» **Work order 1**
Please reproduce, with no changes, the part of the bus vandalism article that opens with the words containing "Dyson said his" and closes with "with physical violence.".
» **Work order 2**
According to the bus vandalism article, why has Dyson's company painted the floors at the back of its buses a dark color? Answer in one to three sentences.
» **Work order 3**
Write the next part of the bus vandalism article, starting after its final sentence.

Barrese says the labour savings in tackling vandalism are obvious. A maintenance engineer at one of the first companies to buy the MX seat told him that it costs around $33 for labour to switch a damaged seat back on the MX.

"And the bus can be back on the road straight away."

Indeed, drivers may be able to deal with a vandalised plastic pocket themselves. Just loosen the seat, slip the pocket out, turn it around and put it back in, tighten up the seat and it’s all done.

Advertisers may take a while to cotton on to the opportunity provided by the switchable seatback on the MX seat, but Barrese says operators will immediately recognise the attraction of being able to get rid of a vandalised seatback quickly, with no need to fill in scratches or repaint.

And vandalism is a constant issue for bus operators, according to Neil Dyson, Executive Director of route and charter operator The Dyson Group, which operates a fleet of more than 420 buses.

"Vandalism is very bad. It has escalated over the last couple of years and it’s a major cost item," Dyson says.

"We have always had it over the years but now it’s bad."

The company has been forced to put protective plastic film over its windows because glass etching is the current craze amongst vandals.

"Scratching the glass has become an epidemic".

He said operators in Perth are now putting metal mesh over bus windows in a bid to prevent vandalism.

"They also slash seats and they get these large-headed Textas and draw all over the roof and walls and seats and floor," Dyson says.

Dyson said his company has had to paint the floors down the back of its buses a dark color because solvents can’t get the marker pen drawings out. 

"And we’re forever painting. A lot of the interior has plastic fittings and the Texta soaks into the plastic and we can’t get it out so what we do now is just get in there with a little air brush gun and paint the roof and air-conditioning ducts and walls with vinyl paint, plastic paint," he says.

Drivers have tried to intervene, but they have been threatened with physical violence.

Dyson sometimes feels it would be easier just to give in and let the buses go to rack and ruin.

"But we’re not like that and I don’t think a lot of bus companies are. But it bloody costs you."

Dyson said the protective plastic film applied to the windows to prevent etching serves another, perhaps more valuable, service.

"The other major part of the vandalism issue is we are now getting rocks thrown through windows from outside. That is prevalent and a major worry because of the danger."

The film on the windows helps to prevent the glass from shattering, keeping it relatively intact.

» **Given data**

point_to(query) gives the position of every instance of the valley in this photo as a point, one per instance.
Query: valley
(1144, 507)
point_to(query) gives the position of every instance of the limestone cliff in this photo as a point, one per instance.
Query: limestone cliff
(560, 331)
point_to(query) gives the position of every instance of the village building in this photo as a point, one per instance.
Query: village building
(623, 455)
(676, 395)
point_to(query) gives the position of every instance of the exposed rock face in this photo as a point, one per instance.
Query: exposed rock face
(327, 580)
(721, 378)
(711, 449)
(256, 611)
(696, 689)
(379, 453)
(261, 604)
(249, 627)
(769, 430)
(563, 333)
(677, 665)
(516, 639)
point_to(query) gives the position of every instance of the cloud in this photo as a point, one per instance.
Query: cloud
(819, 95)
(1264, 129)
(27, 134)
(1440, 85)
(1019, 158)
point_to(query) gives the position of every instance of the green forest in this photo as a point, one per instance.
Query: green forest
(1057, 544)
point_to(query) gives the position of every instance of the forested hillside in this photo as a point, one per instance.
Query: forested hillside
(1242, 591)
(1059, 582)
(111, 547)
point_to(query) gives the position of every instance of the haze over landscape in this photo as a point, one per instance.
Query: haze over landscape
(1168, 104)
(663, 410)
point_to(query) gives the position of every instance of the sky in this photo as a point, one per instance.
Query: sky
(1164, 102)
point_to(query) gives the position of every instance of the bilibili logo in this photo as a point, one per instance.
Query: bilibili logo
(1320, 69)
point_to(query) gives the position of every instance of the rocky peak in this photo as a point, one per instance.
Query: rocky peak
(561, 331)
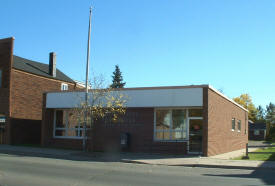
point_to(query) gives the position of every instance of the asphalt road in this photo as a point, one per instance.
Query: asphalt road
(30, 171)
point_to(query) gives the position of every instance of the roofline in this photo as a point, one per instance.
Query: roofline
(145, 88)
(7, 39)
(172, 87)
(224, 96)
(49, 78)
(38, 74)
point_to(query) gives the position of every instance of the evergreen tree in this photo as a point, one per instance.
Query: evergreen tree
(117, 79)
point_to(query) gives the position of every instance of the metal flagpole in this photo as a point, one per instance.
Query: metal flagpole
(87, 82)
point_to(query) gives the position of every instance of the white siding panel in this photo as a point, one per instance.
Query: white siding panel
(136, 98)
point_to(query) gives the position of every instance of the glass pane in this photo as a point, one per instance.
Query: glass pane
(233, 124)
(239, 125)
(72, 120)
(195, 135)
(59, 132)
(179, 119)
(163, 135)
(178, 135)
(163, 118)
(0, 78)
(195, 112)
(60, 119)
(72, 132)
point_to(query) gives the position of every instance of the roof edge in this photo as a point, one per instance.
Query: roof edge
(227, 98)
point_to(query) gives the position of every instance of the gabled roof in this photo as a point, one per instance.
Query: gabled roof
(38, 68)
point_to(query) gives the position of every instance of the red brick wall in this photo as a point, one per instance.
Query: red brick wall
(27, 92)
(47, 133)
(106, 137)
(6, 51)
(221, 138)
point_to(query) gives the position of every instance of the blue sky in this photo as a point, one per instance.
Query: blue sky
(229, 44)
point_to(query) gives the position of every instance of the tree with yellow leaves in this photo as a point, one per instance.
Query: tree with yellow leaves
(102, 101)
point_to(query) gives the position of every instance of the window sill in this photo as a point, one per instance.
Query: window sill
(170, 140)
(65, 137)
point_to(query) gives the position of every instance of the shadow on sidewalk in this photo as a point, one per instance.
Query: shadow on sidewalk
(74, 155)
(266, 175)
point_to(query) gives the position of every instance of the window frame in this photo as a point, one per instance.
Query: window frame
(1, 78)
(233, 119)
(64, 85)
(256, 131)
(171, 130)
(66, 129)
(239, 125)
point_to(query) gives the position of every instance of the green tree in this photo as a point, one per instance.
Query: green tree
(101, 102)
(246, 101)
(117, 79)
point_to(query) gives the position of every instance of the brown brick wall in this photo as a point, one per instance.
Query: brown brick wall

» **Task result 1**
Dyson said his company has had to paint the floors down the back of its buses a dark color because solvents can’t get the marker pen drawings out. 

"And we’re forever painting. A lot of the interior has plastic fittings and the Texta soaks into the plastic and we can’t get it out so what we do now is just get in there with a little air brush gun and paint the roof and air-conditioning ducts and walls with vinyl paint, plastic paint," he says.

Drivers have tried to intervene, but they have been threatened with physical violence.

» **Task result 2**
The company painted them dark because solvents can't remove the marker pen drawings that vandals leave there.

» **Task result 3**
"Someone, and I hate to say it, is very likely to get killed," Dyson said.


Having a history in local manufacture and McConnell, Barrese has kept an eye on maximising local content with his new seat importing operation.

"The Ster seat comes to us in its rawest form. You get the frame, the squab and the seat," he says.

"We then get the pedestal made by a local manufacturer and the Ster frame and the pedestal are then powder coated locally. The upholstery is supplied by an Australian supplier, the foam by an Australian supplier, and then it’s all assembled here at the workshop."

"From a local content point of view, there is 65 percent Australian componentry in our seats.

"We have done that for a reason. We are importing the best part from Ster and quality-adding with Australian product."

Just how much Australian componentry is added depends on the bus operator.

As part of its efforts to reduce vandalism costs, Dyson has specified its seats with no foam, so that vandals won’t get a kick out of seeing foam expand through a slashed seat cover.

It might be a little harder than a regular seat – although the Ster seats are ergonomically shaped – but this should not be a big deal on a route bus where people are generally on and off in a relatively short period.

Barrese remains confident about the prospects for the Ster range of seats in Australia.

"The level of interest in the seats is exceptionally high. Closing the deal is a different story, but the interest is strong," he said.

"I think a lot of operators are just holding back waiting to see how it all pans out.

"You can see it’s a good seat and offers people a huge number of options.

"We just have to be patient and strategic instead of going hell for leather."